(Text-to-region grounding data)
= = = = = = =

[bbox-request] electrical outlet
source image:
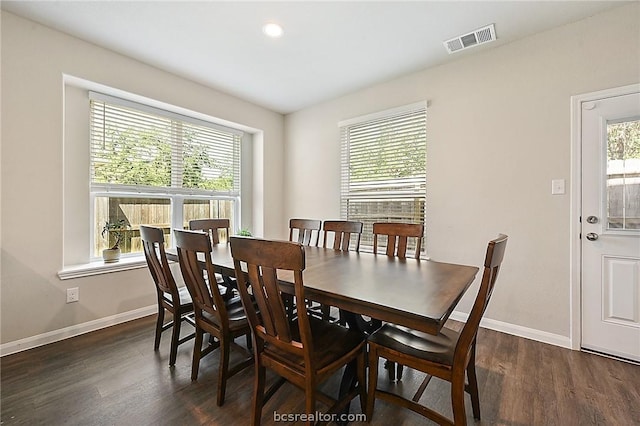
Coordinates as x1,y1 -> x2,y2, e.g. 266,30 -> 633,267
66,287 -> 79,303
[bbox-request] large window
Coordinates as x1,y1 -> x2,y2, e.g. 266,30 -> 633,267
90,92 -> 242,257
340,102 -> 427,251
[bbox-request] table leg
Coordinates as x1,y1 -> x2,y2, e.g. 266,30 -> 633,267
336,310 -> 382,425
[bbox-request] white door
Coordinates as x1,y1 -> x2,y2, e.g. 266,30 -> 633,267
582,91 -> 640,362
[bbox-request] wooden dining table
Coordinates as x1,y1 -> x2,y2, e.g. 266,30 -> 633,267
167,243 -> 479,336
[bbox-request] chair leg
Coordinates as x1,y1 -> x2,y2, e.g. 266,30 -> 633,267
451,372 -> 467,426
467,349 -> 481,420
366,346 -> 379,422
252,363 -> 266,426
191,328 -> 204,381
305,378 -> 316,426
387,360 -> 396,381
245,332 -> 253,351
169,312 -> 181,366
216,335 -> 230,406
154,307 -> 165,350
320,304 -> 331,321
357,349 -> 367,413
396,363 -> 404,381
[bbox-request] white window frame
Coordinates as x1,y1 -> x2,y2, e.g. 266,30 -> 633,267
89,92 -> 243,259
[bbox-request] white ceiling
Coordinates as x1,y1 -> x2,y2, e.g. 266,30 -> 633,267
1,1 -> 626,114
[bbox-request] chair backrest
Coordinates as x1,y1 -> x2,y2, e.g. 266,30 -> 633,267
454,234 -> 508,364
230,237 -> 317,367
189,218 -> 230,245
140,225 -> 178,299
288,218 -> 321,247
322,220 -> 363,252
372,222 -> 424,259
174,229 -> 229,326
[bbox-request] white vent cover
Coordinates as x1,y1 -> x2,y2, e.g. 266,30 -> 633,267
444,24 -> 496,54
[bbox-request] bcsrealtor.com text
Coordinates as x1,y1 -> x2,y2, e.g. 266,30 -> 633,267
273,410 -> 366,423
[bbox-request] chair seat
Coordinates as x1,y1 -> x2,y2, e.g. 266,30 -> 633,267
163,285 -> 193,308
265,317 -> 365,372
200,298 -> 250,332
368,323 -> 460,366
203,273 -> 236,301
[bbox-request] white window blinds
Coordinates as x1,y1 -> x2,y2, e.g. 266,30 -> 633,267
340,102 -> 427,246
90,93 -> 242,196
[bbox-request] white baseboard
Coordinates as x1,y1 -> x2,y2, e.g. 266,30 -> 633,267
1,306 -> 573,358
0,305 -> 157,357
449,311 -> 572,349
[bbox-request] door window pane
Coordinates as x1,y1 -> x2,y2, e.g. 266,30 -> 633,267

= = = = = = =

Whichever lines of the records above hold the word "window" should all be copied out.

[bbox-request] large window
[bbox-request] white window frame
[bbox-request] white window blinds
[bbox-request] door window pane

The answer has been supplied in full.